◆ **WHAT YOU SHOULD DO**: Quote the listing verbatim from the line containing "[locate] sidewalk (one dot each)" through the end of the listing, both ends included.

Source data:
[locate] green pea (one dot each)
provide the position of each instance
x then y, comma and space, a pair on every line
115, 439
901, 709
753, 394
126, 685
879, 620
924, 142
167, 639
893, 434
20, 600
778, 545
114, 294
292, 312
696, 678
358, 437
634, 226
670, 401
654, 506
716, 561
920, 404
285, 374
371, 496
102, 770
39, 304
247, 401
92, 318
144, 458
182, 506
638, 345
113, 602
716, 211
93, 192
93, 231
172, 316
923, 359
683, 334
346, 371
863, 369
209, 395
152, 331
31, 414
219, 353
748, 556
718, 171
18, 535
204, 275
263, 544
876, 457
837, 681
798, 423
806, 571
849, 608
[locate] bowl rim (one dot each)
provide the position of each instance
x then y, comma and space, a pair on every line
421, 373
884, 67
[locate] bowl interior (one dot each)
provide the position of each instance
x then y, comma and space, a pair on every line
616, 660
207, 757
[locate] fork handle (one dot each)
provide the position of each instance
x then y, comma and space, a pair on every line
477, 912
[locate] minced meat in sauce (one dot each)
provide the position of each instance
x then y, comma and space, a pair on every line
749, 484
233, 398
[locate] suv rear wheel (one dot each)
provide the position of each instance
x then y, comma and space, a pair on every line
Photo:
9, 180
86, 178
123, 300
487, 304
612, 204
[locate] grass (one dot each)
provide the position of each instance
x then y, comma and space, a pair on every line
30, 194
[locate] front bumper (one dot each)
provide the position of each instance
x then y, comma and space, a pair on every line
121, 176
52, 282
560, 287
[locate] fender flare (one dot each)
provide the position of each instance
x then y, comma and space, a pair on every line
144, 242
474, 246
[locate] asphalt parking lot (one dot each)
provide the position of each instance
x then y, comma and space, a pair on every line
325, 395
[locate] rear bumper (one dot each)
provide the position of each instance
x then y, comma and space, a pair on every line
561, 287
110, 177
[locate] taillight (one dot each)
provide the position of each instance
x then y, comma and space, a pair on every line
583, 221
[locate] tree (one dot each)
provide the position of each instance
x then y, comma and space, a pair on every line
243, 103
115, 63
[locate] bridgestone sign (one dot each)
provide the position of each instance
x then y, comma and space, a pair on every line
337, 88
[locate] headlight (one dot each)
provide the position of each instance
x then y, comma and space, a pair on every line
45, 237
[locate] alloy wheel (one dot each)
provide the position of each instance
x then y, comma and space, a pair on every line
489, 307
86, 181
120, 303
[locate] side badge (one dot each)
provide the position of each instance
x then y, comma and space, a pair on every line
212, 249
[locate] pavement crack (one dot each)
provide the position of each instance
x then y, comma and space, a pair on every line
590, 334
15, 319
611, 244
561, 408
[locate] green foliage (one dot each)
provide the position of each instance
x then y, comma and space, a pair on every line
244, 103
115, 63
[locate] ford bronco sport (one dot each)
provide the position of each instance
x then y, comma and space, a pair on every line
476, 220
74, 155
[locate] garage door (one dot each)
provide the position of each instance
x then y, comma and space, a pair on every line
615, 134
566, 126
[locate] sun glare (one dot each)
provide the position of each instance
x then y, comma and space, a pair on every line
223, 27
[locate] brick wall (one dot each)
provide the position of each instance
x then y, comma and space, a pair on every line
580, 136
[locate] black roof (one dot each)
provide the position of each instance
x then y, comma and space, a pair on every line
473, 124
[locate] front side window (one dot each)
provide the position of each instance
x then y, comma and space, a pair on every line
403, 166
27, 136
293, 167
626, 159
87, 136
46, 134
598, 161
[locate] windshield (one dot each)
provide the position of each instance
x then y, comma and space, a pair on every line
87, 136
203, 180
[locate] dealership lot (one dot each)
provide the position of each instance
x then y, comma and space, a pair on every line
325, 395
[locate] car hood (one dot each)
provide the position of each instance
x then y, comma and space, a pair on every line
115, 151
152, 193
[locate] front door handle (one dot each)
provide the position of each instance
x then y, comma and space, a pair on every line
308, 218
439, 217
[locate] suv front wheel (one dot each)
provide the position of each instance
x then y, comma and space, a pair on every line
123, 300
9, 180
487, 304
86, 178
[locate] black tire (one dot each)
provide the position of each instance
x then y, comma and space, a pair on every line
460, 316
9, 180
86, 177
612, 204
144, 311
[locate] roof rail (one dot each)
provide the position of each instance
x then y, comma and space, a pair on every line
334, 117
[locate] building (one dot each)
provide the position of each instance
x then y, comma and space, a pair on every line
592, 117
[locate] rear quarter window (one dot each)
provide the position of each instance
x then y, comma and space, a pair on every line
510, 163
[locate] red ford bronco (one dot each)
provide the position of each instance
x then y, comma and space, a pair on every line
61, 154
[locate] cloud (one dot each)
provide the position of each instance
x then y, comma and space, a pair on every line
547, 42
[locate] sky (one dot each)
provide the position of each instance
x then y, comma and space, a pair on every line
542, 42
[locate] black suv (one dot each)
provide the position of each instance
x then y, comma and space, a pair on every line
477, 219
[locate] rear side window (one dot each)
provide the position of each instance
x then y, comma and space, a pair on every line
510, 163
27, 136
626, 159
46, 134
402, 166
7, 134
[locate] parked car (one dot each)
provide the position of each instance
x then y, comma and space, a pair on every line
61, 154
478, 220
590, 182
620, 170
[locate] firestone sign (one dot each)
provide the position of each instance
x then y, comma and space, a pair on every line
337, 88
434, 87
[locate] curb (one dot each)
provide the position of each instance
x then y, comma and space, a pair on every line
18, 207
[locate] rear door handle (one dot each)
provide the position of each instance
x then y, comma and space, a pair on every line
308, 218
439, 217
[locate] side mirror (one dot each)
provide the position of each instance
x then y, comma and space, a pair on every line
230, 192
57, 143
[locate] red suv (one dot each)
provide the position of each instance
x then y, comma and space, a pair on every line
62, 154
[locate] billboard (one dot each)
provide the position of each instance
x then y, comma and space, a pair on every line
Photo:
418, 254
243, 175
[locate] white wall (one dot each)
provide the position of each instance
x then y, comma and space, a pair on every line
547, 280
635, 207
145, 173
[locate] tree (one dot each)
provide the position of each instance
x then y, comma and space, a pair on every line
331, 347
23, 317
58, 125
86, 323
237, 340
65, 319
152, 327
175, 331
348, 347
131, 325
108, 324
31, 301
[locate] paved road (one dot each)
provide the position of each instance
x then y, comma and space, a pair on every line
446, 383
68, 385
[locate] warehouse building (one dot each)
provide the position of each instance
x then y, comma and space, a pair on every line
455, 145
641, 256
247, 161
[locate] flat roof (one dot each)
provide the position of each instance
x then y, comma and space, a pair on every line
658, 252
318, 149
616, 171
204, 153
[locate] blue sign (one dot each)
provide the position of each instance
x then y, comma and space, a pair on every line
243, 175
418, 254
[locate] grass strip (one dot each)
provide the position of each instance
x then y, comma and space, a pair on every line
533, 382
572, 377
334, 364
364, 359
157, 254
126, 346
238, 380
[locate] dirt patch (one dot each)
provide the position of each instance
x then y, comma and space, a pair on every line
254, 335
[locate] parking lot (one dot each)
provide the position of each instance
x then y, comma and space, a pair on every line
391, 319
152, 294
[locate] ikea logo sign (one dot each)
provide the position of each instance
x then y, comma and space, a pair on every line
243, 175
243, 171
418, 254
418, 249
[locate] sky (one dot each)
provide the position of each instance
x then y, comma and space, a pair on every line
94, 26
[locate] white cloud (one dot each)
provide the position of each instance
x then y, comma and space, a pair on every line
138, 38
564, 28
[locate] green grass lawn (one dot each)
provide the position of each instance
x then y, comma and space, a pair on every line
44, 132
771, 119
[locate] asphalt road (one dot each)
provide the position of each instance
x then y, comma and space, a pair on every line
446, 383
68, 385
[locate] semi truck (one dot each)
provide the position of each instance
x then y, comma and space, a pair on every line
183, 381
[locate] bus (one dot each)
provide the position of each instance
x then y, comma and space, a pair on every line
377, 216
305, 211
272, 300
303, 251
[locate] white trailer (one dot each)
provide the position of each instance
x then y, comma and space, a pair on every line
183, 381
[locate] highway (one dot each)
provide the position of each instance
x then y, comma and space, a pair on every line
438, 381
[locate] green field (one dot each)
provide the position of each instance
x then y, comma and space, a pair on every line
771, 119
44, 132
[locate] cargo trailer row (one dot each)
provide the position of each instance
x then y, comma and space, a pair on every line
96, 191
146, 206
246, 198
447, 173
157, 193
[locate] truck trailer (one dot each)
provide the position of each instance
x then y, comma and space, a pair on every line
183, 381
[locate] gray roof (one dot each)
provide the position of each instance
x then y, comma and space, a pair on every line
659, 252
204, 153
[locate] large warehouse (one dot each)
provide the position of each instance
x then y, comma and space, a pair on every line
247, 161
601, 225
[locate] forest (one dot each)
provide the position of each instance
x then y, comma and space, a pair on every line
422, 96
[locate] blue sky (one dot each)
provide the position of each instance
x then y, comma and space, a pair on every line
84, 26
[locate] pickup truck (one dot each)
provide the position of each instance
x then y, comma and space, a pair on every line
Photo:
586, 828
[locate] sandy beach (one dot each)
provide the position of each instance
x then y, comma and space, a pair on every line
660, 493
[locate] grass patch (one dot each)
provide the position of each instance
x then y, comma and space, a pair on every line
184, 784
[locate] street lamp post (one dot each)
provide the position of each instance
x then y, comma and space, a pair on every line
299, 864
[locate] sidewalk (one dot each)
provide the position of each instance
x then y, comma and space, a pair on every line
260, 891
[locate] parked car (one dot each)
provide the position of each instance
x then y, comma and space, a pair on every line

◆ **WRITTEN RESPONSE**:
[locate] sidewalk (one dot each)
provide the position of each instance
x then y, comma and space, a pair on every line
260, 891
[locate] parked car (one dot each)
provide the position of each instance
x then y, comma and space, a pair on every line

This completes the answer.